◆ **TASK OBJECTIVE**
Reproduce every record below word for word, line by line, with no changes.
==== DATA SHOWN
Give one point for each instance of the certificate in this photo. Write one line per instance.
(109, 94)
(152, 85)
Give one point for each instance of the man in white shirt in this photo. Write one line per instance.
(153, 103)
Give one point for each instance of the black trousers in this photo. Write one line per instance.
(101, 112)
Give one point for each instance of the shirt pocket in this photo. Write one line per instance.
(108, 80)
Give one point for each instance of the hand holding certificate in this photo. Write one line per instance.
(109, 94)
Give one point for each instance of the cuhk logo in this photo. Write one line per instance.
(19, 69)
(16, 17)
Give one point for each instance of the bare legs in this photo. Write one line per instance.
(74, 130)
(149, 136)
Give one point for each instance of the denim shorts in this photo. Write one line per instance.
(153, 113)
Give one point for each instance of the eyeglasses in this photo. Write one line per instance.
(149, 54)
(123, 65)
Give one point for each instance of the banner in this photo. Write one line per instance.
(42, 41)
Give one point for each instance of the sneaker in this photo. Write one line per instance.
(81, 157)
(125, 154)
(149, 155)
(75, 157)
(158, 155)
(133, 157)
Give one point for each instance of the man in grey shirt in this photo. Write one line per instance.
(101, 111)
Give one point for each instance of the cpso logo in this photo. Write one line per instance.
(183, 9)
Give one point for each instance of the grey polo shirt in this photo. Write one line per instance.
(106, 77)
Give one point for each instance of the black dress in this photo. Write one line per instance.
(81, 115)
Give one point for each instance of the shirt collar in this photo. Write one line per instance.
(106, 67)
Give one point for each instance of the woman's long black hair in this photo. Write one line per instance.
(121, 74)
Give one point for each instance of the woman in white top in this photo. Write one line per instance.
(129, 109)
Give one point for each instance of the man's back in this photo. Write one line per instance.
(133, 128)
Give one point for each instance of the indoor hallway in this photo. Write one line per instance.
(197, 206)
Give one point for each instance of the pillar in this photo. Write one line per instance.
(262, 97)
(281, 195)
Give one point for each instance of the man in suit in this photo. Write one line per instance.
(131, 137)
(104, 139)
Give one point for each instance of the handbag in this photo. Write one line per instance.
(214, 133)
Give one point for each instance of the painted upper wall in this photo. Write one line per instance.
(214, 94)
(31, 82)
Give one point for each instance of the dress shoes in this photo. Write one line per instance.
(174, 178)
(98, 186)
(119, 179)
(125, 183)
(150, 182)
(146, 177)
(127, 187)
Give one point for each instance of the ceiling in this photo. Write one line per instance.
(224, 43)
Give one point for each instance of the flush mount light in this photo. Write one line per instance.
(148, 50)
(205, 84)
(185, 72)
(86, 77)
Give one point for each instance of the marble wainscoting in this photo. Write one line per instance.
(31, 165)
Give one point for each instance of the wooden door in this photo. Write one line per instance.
========
◆ **RESULT OF THE TASK**
Give one point for each instance of the certificate in this photo. Write one line per instance.
(109, 94)
(152, 85)
Give one point for each instance of the man in white shirt in this photo. Write one line per instance.
(153, 103)
Give one point for each instance of the black trousers in this photo. Write one line per instance.
(101, 112)
Give one point for each instance of the shirt pocket in this photo. Write one line per instance.
(108, 80)
Give one point for each instance of the hand holding certificate in this photo. Write one line per instance.
(109, 94)
Give one point for each instance of the cuhk logo in this photo. Write one line per instance.
(19, 69)
(16, 17)
Give one point for each instance of the bare legs in this photo. Write one line per instance.
(74, 130)
(149, 136)
Give one point for each instance of the denim shorts in this photo. Write one line per instance.
(153, 113)
Give one point for each instance of the eyeglasses in this photo. Write one line per instance.
(149, 54)
(123, 65)
Give one point for each instance of the banner in this photo. Write one line per instance.
(42, 41)
Give one point for each instance of the sneaker in this photo. Write one line per instance.
(81, 157)
(125, 154)
(149, 155)
(75, 157)
(158, 155)
(133, 157)
Give one point for each instance of the man in grey shirt in this photo. Write one line per instance.
(101, 111)
Give one point for each instance of the cpso logo in this photo. Write one line per instance.
(183, 9)
Give one point for each instance of the grey polo shirt in this photo. Write one line per instance.
(106, 77)
Give one point for each instance of the black dress in this photo. Write one line per instance.
(81, 115)
Give one point for each instance of the shirt collar in this photo. Write one line per instance.
(106, 67)
Give one point for each instance of the woman's long black hair in this photo. Write one line per instance.
(121, 74)
Give one point for each instance of the woman in white top in this photo. Write one line per instance.
(129, 109)
Give one point for each instance of the man's back in this photo. Write one line per instance.
(133, 128)
Give one point for each instance of the indoor hallway in this photo. Write one line per instance.
(197, 206)
Give one point for each instance of the pillar in this photo. Write one line per instance.
(262, 97)
(281, 195)
Give one point for each instance of the man in suit in this photo. Write one line per instance.
(131, 137)
(104, 139)
Give one point for each instance of the handbag in this photo. Write one line per instance.
(214, 133)
Give one point for each instance of the painted upper wall in this photo. Write one line per instance.
(214, 94)
(31, 82)
Give one point for each instance of the dress shoes in this photo. Write one line per instance.
(174, 178)
(98, 186)
(119, 179)
(125, 183)
(150, 182)
(146, 177)
(127, 187)
Give one point for each instance of the ceiling in this photo. Write one line per instance.
(224, 43)
Give one point for each instance of the flush mount light in this photo. Write one line per instance.
(148, 50)
(205, 84)
(185, 72)
(86, 77)
Give one point for each instance of the marble wainscoting in this photo. Write one line per instance.
(31, 165)
Give one point for each instance of the wooden door in this photo. Write one line per instance.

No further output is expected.